- _Passage_
Dionysian Music – Slipknot

I’m back in the States, despite a brief stay in Belford Hospital in Port William. Having time on my hands in the hospital, I was able to learn a new favorite poem (“I wake to sleep, and take my waking slow”), and, of course, think through a quick defense of music such as that produced by Slipknot and Rage Against the Machine. I owe my inspiration for the following to many drugs and to Glenn Cannon(!) Arbery.

To use the words of Nietzsche, Slipknot participates in the Dionysian element of tragedy: “an assured premonition of highest pleasure through destruction and negation.” [To clarify, Nietzsche says this about Dionysian music in general, not about Slipknot in particular.] To summarize elements in The Birth of Tragedy that call to mind heavy metal, the Dionysian and the Apollinian (I use Kaufman’s spelling to reflect the debt I owe to his thought), “appear coupled with each other, and through this coupling ultimately generate an equally Dionysian and Apollinian form of art–Attic tragedy.” For Nietzsche, the Apollinian functions through beautiful images. It has vanquished the primal order of the Titans that ruled before. It is not, however, just a “healing;” it is also a type of “illusion:” Apollinian art hides from the viewer the brutal, primal terrors and energies that are hidden under the phenomenal world.

Dionysian art, on the other hand, functions through music. “Through music,” says Nietzsche, “the viewer participates in an assured premonition of highest pleasure through destruction and negation, so he feels as if the innermost abyss of things spoke to him perceptibly;” this innermost abyss has a “hidden substratum of suffering and knowledge, revealed by the Dionysian.”

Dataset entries
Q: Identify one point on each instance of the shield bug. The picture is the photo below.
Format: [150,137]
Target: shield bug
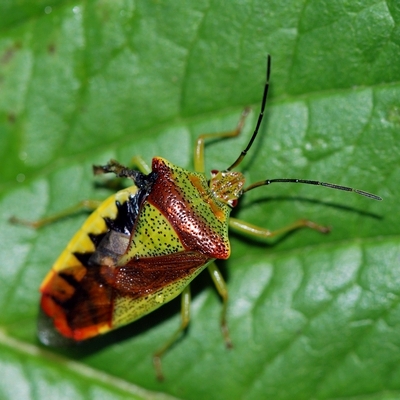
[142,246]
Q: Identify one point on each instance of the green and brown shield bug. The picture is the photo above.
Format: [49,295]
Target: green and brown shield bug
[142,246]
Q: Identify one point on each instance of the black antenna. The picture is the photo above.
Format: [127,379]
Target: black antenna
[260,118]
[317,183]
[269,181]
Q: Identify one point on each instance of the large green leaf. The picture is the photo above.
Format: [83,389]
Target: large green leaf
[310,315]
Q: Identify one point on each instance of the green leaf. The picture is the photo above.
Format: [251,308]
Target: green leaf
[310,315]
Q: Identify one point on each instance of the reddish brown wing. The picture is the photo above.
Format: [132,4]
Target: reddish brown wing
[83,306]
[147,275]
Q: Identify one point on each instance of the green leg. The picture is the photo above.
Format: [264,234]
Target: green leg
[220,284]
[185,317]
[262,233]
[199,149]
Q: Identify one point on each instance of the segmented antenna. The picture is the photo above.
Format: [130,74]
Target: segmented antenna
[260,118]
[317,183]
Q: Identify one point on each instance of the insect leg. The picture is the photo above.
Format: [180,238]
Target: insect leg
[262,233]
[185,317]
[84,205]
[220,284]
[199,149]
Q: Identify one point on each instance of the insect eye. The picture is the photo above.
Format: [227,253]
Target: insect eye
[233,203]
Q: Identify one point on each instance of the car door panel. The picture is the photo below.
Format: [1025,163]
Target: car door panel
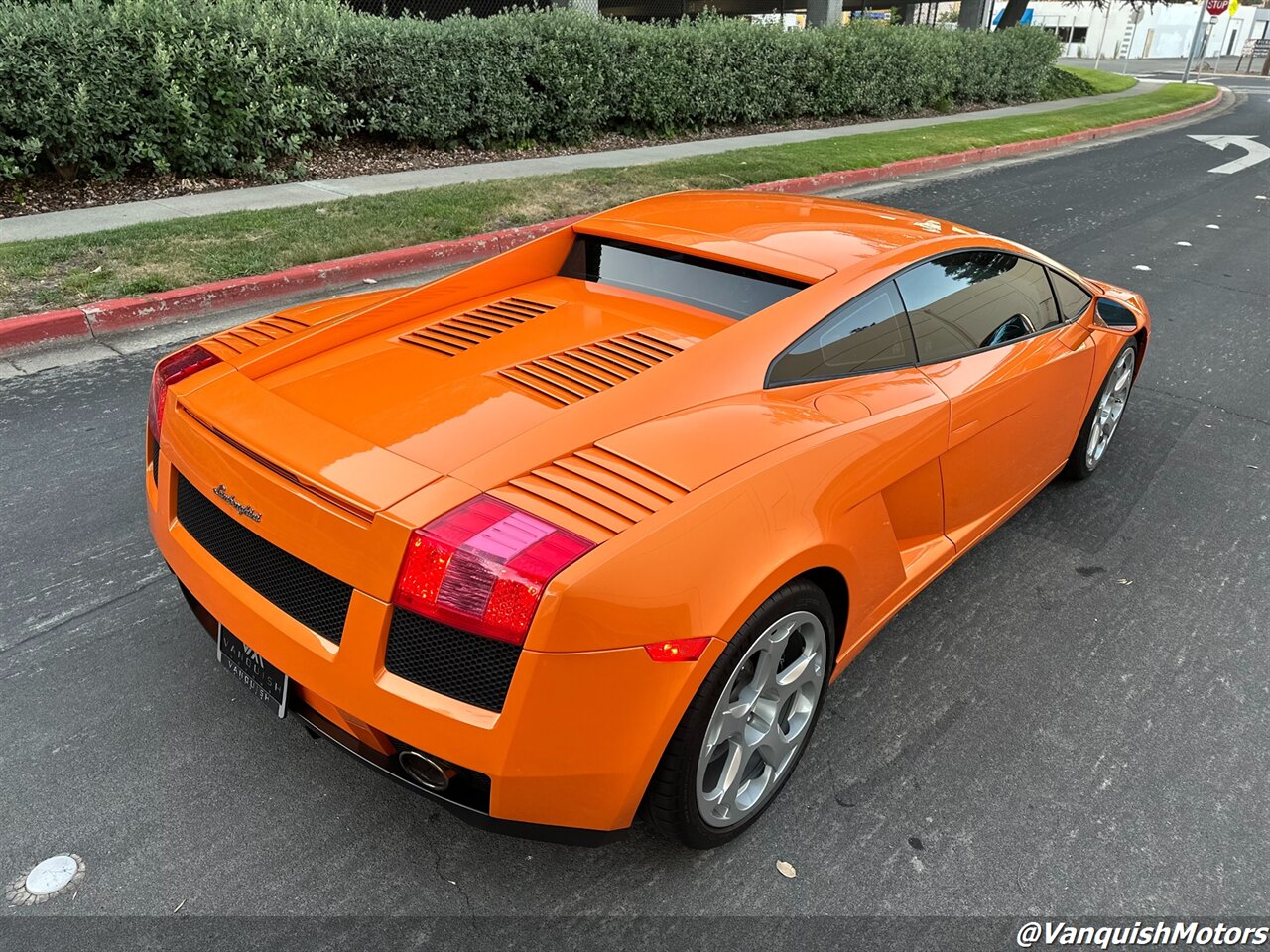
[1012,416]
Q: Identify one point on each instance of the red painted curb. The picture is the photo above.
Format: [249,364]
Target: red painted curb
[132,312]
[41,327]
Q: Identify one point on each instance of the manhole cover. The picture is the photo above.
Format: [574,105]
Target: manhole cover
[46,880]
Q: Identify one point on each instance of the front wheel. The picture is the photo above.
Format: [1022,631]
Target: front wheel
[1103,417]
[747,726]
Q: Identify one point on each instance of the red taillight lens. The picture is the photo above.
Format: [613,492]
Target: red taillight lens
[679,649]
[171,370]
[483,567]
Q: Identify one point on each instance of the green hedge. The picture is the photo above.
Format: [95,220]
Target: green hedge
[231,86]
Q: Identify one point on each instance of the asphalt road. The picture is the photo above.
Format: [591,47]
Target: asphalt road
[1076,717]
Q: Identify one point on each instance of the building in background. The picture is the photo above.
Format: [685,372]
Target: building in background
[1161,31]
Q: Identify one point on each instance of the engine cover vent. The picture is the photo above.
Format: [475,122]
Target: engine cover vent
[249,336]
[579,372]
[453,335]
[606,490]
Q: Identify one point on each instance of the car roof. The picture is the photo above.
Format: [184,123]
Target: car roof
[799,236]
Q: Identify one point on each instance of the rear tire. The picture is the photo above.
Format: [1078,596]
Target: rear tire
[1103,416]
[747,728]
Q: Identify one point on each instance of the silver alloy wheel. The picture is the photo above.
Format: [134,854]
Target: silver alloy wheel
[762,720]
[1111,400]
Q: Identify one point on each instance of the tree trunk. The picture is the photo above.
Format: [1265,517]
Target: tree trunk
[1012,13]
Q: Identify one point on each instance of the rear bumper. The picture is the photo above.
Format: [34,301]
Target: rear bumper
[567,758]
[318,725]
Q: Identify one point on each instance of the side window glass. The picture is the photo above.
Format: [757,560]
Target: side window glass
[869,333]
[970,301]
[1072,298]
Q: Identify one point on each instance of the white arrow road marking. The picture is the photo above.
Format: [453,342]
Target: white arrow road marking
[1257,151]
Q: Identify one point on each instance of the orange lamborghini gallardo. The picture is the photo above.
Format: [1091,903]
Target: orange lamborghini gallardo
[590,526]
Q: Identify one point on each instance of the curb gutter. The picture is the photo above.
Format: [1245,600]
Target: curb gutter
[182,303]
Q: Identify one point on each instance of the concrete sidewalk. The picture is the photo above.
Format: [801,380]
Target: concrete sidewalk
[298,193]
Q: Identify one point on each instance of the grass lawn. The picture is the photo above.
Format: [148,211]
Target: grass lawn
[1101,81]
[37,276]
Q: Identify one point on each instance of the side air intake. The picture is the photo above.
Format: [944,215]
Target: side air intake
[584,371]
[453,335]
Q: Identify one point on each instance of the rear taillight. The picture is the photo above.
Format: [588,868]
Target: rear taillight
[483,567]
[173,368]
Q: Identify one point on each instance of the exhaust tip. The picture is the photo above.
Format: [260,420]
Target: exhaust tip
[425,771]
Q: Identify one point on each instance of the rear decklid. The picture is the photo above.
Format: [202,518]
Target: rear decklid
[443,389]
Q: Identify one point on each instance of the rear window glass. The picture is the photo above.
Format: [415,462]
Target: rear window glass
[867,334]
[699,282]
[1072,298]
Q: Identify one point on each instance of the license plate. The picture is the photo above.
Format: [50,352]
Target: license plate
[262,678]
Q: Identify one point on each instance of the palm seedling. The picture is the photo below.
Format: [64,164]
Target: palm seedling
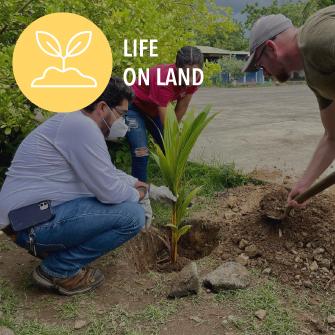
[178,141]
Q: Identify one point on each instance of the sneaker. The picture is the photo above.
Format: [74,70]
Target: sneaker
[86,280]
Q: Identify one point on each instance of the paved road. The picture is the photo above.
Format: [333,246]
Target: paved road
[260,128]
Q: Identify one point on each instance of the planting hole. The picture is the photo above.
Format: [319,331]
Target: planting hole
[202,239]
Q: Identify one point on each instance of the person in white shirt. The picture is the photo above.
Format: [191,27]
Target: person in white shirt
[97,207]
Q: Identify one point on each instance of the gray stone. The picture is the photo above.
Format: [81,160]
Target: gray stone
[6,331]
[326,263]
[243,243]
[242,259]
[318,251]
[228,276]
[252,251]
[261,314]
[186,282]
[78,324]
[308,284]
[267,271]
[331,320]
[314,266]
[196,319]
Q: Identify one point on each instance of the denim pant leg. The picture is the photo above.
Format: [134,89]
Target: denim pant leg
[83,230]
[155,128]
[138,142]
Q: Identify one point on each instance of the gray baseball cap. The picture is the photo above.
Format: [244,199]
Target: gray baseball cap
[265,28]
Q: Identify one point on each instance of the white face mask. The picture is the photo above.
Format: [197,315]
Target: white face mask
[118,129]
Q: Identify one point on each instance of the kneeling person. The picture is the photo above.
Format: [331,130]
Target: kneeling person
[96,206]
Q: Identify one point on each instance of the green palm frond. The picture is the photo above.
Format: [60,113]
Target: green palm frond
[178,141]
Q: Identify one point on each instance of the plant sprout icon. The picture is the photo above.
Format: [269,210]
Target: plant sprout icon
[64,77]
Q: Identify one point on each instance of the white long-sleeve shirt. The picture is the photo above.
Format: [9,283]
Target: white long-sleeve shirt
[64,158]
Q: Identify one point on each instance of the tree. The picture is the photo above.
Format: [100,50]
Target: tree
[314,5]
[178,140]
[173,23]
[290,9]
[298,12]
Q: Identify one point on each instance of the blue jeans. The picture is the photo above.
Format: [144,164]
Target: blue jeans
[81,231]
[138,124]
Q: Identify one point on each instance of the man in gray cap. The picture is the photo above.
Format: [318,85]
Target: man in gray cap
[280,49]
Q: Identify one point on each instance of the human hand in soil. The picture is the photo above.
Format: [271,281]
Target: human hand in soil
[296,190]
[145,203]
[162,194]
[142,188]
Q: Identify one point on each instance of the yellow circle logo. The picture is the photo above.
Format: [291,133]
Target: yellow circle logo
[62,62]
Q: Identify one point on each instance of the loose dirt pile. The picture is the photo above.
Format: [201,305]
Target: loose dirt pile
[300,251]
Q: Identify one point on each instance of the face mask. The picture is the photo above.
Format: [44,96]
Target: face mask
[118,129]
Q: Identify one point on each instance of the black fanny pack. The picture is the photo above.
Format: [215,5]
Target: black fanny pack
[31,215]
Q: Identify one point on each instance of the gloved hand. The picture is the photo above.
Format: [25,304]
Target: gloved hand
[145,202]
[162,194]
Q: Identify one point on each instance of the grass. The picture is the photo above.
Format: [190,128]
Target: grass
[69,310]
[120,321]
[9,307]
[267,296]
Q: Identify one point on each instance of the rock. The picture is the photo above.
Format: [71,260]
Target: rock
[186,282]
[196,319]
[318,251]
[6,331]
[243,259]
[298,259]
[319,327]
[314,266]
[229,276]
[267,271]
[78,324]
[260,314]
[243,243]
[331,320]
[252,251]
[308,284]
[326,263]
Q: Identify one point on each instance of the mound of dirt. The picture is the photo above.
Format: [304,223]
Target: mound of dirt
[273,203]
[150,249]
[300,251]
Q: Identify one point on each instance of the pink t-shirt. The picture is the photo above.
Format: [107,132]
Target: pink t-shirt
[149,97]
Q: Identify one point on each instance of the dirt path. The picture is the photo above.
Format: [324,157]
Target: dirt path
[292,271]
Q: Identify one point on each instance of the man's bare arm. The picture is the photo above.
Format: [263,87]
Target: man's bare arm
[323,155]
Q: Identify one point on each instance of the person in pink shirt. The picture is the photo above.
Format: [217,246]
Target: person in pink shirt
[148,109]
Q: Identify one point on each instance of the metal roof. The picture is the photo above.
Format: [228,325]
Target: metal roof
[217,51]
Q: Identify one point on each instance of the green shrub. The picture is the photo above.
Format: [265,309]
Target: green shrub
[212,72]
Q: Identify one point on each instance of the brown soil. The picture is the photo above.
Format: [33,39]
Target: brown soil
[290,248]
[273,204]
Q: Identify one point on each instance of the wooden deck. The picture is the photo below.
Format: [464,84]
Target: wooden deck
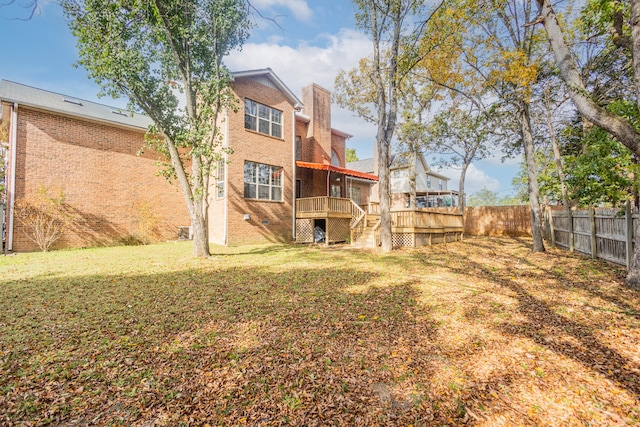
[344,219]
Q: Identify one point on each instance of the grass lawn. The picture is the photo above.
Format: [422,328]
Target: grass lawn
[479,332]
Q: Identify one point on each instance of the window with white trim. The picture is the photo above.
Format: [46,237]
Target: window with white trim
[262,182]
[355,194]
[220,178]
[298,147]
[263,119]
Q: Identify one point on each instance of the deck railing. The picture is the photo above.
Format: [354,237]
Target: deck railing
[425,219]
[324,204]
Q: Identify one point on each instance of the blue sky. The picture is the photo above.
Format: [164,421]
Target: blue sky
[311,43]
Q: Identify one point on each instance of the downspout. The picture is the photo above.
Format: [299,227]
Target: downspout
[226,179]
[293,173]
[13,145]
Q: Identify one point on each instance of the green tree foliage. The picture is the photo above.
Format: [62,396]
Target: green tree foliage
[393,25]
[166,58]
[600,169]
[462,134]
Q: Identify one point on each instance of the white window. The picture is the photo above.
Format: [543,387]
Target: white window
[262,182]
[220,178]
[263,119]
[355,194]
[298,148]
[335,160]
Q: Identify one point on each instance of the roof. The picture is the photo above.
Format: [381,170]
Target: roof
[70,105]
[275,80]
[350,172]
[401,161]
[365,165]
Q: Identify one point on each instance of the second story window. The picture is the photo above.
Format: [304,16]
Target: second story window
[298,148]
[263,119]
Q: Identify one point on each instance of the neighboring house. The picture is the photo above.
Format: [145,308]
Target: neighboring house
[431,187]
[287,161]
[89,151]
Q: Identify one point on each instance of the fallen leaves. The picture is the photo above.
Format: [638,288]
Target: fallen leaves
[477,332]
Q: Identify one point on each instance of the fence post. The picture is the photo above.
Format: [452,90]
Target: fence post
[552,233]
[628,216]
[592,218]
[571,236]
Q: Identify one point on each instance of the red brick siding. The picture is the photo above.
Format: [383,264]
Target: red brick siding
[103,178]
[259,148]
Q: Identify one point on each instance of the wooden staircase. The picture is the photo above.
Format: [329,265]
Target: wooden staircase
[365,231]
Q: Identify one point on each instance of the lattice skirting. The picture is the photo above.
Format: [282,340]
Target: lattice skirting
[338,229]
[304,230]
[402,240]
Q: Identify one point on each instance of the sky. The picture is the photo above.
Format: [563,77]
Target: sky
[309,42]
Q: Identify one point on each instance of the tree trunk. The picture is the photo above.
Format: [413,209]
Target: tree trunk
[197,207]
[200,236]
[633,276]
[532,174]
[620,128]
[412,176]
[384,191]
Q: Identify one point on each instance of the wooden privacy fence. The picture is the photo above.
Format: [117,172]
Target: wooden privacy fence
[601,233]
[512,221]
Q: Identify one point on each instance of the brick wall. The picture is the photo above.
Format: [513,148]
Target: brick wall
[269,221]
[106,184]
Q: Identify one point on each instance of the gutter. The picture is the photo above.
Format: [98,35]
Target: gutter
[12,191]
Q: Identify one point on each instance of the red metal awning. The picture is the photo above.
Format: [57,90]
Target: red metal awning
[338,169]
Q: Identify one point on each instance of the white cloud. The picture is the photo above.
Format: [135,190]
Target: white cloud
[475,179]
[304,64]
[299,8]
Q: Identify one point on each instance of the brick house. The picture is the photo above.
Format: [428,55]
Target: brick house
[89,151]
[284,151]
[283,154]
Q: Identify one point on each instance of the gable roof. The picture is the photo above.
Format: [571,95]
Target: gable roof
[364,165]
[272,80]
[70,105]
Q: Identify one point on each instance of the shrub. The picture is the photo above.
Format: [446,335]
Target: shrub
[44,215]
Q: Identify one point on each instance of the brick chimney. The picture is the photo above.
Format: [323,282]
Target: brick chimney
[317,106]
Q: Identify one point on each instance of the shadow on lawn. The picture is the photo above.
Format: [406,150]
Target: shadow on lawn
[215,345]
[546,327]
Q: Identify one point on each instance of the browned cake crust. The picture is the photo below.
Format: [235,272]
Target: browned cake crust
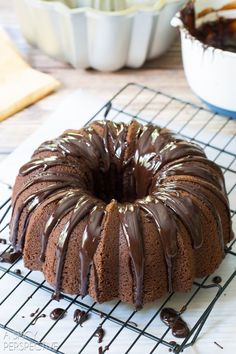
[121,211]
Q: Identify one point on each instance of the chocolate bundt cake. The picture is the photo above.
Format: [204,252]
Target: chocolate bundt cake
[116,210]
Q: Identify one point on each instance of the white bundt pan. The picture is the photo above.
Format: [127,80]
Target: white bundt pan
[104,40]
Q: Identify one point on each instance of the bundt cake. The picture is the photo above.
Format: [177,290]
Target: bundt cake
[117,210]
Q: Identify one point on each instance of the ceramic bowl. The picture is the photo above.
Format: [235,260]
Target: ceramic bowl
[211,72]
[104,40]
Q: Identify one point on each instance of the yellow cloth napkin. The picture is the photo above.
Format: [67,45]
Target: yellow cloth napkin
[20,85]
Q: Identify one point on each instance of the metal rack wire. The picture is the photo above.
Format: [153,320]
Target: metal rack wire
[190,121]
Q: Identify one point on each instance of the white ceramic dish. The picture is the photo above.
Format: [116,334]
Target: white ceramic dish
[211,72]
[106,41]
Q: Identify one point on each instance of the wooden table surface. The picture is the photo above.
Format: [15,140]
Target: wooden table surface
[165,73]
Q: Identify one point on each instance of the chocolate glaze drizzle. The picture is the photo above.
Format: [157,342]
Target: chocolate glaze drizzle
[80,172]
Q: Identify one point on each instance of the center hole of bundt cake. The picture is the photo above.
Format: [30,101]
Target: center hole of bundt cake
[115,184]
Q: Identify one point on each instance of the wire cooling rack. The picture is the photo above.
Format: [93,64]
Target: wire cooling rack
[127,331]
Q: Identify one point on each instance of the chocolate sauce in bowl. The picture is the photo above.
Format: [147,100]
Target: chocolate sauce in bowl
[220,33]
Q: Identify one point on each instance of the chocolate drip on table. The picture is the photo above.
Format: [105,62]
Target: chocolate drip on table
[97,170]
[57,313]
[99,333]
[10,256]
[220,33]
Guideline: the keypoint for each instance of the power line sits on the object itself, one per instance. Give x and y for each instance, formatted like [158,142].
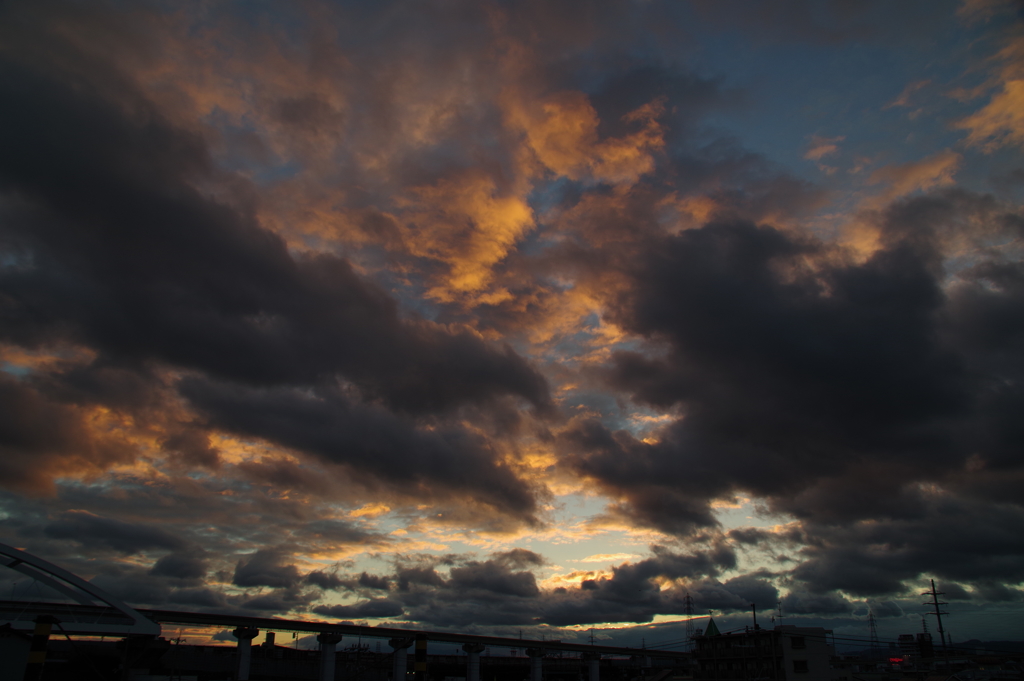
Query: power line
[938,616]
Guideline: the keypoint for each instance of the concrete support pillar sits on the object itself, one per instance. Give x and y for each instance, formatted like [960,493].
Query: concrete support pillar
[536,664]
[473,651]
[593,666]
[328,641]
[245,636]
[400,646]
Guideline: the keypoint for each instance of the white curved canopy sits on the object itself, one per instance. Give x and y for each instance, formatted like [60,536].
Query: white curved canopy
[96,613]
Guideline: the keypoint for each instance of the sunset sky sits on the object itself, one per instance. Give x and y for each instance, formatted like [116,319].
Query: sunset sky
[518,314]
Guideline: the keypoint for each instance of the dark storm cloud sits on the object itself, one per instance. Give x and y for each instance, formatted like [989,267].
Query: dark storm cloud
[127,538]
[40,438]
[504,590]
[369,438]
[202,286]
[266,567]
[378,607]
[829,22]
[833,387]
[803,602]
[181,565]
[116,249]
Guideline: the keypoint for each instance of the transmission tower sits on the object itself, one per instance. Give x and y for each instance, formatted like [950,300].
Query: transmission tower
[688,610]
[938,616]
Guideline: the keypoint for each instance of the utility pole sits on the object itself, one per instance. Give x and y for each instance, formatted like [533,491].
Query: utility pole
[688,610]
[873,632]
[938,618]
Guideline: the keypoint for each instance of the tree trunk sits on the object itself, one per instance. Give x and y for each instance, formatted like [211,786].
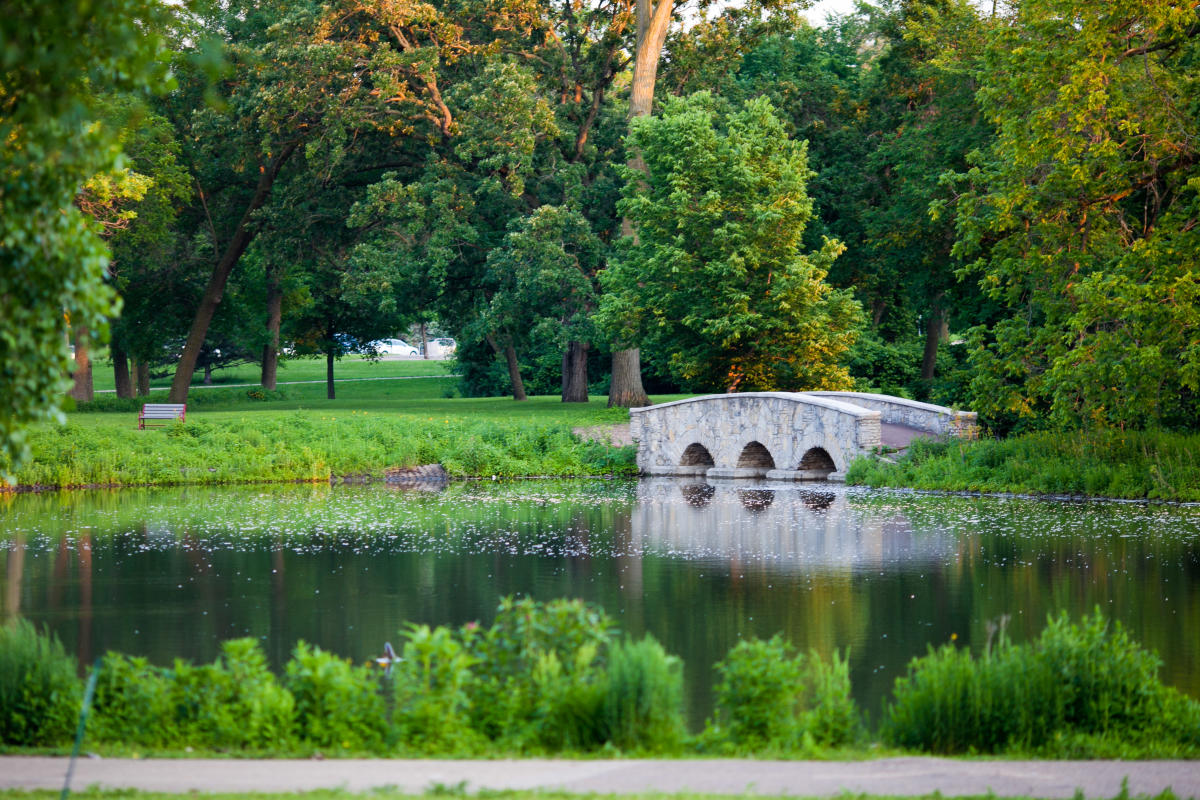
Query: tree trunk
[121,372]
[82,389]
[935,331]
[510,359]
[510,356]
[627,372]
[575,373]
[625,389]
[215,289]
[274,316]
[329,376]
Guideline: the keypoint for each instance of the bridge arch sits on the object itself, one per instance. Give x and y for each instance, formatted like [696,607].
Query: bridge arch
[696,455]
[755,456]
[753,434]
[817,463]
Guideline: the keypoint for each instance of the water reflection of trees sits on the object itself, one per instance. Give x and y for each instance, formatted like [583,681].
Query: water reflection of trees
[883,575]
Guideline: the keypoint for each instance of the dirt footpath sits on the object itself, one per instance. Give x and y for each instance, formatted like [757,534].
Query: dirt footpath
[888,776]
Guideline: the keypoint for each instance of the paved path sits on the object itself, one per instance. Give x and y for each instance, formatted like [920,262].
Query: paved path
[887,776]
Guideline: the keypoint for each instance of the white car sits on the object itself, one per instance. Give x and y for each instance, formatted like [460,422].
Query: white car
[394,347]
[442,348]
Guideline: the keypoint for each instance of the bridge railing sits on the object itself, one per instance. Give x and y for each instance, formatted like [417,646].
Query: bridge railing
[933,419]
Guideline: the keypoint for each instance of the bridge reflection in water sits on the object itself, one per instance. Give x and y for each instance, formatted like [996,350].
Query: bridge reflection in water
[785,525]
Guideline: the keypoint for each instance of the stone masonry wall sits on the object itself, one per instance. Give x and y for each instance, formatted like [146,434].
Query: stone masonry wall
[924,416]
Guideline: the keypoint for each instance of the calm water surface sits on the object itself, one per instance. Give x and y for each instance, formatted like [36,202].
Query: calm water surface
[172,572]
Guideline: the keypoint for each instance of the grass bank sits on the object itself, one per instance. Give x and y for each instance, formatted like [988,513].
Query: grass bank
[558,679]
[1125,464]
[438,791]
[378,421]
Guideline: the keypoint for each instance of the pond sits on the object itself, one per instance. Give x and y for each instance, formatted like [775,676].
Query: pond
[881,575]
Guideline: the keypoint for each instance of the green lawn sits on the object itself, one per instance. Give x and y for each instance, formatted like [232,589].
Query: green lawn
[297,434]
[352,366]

- _Exercise set_
1 > Print the passage on Dionysian music from "I’m back in" to "Glenn Cannon(!) Arbery.", both included.
2 > In the passage on Dionysian music, through what does Nietzsche say the Apollinian functions?

- _Replies_
1 >
I’m back in the States, despite a brief stay in Belford Hospital in Port William. Having time on my hands in the hospital, I was able to learn a new favorite poem (“I wake to sleep, and take my waking slow”), and, of course, think through a quick defense of music such as that produced by Slipknot and Rage Against the Machine. I owe my inspiration for the following to many drugs and to Glenn Cannon(!) Arbery.

2 > Through beautiful images.